Dataset records
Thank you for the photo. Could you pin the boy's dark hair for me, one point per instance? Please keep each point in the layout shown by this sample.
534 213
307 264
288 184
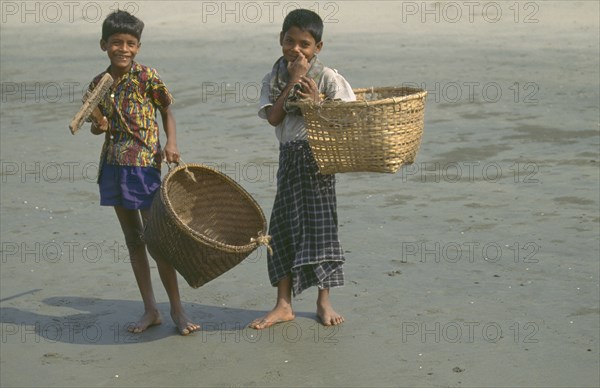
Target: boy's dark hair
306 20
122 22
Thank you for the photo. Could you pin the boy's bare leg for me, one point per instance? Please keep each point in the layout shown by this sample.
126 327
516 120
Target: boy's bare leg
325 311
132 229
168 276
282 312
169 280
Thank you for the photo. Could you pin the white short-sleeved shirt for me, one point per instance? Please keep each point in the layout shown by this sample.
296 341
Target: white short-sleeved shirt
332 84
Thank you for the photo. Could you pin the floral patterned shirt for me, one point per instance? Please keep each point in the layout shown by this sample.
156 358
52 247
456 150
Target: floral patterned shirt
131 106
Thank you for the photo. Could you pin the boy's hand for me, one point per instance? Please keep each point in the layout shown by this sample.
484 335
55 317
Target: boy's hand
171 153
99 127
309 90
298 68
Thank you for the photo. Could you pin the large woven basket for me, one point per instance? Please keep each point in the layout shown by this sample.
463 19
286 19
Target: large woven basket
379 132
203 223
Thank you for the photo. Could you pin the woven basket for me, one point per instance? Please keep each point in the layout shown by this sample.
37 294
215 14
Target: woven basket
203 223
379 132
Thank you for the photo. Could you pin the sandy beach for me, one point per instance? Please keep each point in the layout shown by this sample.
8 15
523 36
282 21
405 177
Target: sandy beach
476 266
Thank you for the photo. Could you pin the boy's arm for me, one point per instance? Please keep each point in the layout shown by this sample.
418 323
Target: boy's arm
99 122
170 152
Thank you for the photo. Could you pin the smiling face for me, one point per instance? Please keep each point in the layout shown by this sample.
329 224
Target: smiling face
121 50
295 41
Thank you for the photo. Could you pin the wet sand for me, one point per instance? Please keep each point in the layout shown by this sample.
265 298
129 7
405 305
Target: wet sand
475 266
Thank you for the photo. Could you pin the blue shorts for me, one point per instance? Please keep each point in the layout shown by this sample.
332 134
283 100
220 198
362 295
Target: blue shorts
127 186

▶ WHAT YOU ARE ASKED TO DO:
Return each line above exactly; any pictures are to be skipped.

▶ ANSWER TO THIS PROBLEM:
Thank you for the photo. Could you pin the boy's dark hair for me, one point per instance? Please keep each point in the layout shown by this sample.
534 213
307 264
288 184
Target: boy's dark hair
306 20
122 22
Thank you for the photo. Could you pin the boy's bare leg for me, one point per instance? Please keep each point in the layout shown by this sample.
126 327
516 120
Target: boy's bare leg
325 311
132 229
168 276
282 312
169 280
Thank you for the photo. Could you pin the white short-sleeved shirt for me, one point per instance? Please keep each point in the layout shown by this sample.
296 341
Target: white short-sleeved shirt
332 84
Thank you for the photo. Could you pin the floral patterned shirt for me, one point per instance? Please keep each point in the layout shown by this sample.
156 358
52 247
456 150
Target: floral patterned shirt
131 106
Thank you for the photo. Could you pin the boy's hand for me, one point per instance? Please keep each point in the layout shown by this sample.
484 335
55 317
Target: boy's hand
171 153
99 127
309 90
298 68
Thank you for the photo. Could you pin the large woven basket for me, one point per instance? Please keep each point in the layout shown by this sample.
463 19
286 19
Target: large woven basket
379 132
203 223
Thank you for the photo. Could you pin the woven basket for me, one point per instance? Please keep each point in the layout shown by this sample.
37 294
215 14
Target: woven basket
203 223
379 132
Thank you for the photo. Could you pin the sandy beach for me, one point per instance? Please keep each point in the layout shown by this sample.
8 15
523 36
282 21
405 177
Target: sandy beach
476 266
Thank you for the photo. Could you pin the boy's arm for me, one point per instance? Please keep each point in the layout shown by this sample.
418 323
Target: boy's arm
99 122
170 152
Thank you for the photo. Could you pin the smiling face for me, one point per instance? Please keep each point in the layout shown by this sample.
329 224
Target: smiling face
121 50
295 41
Thank you for the photo. Could you pin the wet sand for me, one point per instance? Please keep each point in the layout shown by this sample.
265 298
129 7
405 305
Target: wet sand
475 266
Thank you for the photo. Could you pin the blue shorts for me, one point per instance? Please keep each point in the layout shown by this sample.
332 134
283 100
220 198
362 295
Target: blue shorts
127 186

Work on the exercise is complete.